SOURCE MATERIAL:

»»

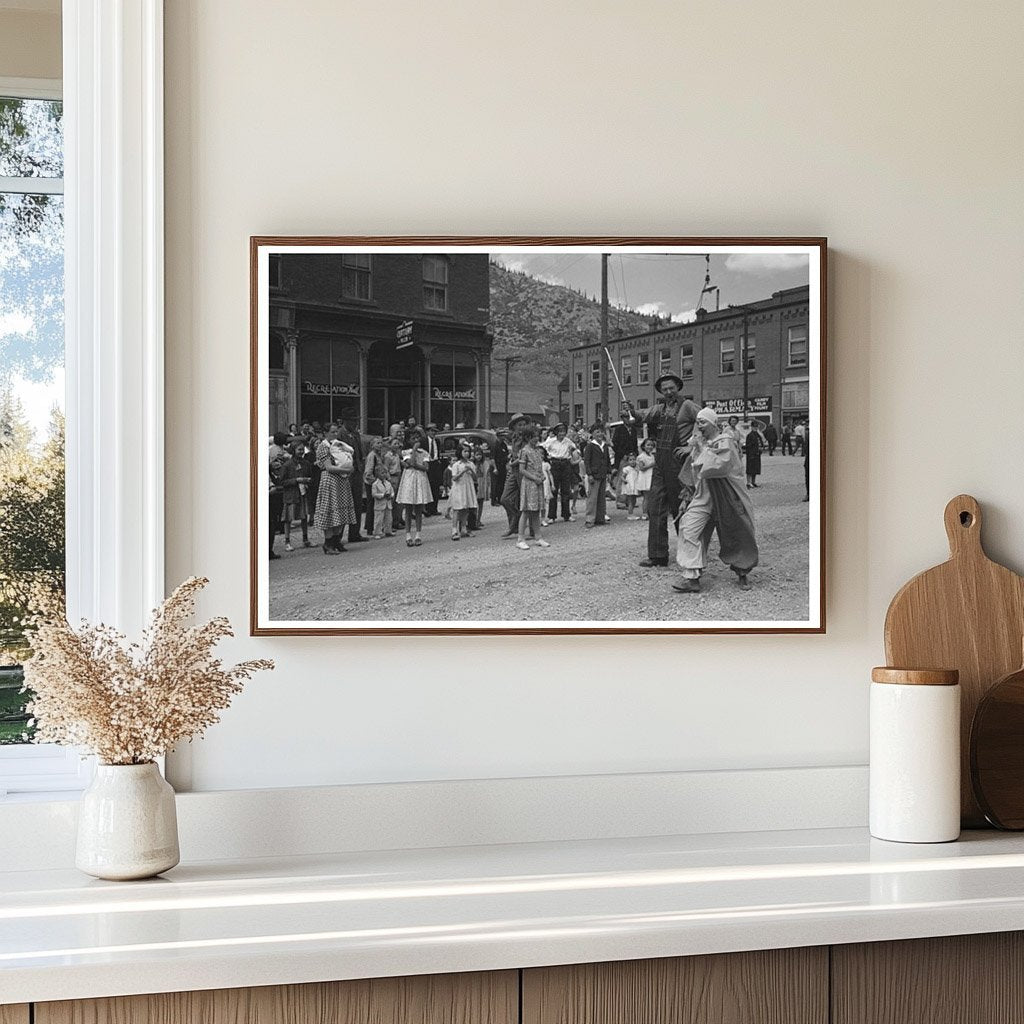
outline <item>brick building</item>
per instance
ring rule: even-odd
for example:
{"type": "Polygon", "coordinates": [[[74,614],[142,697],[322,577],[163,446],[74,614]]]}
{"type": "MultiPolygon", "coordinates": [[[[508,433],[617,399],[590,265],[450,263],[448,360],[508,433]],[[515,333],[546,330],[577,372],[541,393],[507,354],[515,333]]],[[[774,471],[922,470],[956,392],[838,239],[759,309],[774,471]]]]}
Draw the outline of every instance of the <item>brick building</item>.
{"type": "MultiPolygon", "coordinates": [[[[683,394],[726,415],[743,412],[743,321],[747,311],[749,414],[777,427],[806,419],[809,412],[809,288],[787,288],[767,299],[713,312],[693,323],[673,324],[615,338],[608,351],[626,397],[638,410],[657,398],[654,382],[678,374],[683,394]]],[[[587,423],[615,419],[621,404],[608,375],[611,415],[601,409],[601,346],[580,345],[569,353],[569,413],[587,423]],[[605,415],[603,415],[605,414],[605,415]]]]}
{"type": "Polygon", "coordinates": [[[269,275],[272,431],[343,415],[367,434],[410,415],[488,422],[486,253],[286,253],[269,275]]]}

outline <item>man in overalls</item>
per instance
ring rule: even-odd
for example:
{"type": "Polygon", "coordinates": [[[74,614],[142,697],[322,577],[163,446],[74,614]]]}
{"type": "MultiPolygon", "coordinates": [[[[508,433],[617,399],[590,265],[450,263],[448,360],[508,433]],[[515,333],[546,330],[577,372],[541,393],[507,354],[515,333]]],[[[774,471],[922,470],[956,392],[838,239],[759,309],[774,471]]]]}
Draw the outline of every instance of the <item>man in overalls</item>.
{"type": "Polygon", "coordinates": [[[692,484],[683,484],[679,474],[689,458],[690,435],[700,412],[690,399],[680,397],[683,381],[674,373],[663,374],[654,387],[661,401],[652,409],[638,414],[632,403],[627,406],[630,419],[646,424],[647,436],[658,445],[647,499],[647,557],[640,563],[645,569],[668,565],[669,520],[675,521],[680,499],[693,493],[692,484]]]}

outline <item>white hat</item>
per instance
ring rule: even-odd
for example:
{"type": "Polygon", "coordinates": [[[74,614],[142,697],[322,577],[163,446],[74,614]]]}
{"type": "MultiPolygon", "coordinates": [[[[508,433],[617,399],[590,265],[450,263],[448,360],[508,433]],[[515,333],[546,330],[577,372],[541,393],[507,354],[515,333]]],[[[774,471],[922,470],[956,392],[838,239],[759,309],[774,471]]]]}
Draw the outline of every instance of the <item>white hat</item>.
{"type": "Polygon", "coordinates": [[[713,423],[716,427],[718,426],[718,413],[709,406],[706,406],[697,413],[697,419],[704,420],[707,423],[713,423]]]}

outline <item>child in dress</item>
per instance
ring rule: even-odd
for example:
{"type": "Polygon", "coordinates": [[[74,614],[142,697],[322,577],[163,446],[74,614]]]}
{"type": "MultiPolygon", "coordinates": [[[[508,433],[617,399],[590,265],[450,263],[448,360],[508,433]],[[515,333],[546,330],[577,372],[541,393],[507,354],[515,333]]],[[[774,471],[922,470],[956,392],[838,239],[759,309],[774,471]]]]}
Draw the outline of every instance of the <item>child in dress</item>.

««

Copy all lines above containing the string "child".

ANSWER TO THE EXERCISE:
outline <item>child in dress</item>
Draw the outline of every instance of the <item>child in dress</item>.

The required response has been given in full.